* _Items_:
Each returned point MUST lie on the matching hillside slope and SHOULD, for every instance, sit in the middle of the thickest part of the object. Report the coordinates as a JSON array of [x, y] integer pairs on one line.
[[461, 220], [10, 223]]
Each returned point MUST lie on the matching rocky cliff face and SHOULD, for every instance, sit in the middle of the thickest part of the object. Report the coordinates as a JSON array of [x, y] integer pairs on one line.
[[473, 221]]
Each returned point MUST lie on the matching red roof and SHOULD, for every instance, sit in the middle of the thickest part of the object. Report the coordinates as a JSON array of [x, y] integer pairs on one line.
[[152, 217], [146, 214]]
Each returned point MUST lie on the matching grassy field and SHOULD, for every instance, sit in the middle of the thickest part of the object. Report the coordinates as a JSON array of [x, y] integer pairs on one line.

--

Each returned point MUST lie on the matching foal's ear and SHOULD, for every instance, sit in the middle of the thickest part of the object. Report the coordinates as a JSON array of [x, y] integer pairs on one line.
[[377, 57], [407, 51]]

==

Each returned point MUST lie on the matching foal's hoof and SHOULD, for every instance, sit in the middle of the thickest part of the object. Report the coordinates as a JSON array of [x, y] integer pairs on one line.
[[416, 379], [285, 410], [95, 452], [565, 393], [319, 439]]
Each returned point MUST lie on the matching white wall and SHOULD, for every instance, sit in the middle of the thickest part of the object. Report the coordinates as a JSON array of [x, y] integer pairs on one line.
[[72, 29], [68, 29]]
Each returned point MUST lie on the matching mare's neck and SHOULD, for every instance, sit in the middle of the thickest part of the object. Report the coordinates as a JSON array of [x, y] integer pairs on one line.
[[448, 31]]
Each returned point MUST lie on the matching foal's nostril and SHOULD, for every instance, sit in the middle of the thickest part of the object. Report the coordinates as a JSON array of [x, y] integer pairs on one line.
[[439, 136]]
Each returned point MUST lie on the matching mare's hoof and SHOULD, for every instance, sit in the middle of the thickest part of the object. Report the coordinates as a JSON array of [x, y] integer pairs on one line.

* _Given request_: Repeat word for word the lines of the listing between the line containing "Each returned point MUST lie on the matching hillside" and the line containing "[[473, 221]]", inclusive. Give back only those lines.

* _Right answer_:
Each returned point MUST lie on the matching hillside slope and SHOULD, for every instance, sit in the middle of the thickest part of the object. Report the coordinates as a JSON array of [x, y] integer pairs on one line.
[[461, 220], [10, 223]]
Each returned point MUST lie on the matching rocky cliff face and SHOULD, for every instance, sit in the middle of the thickest part of the object. Report the coordinates as a JSON array of [x, y] integer pairs on one line.
[[473, 221]]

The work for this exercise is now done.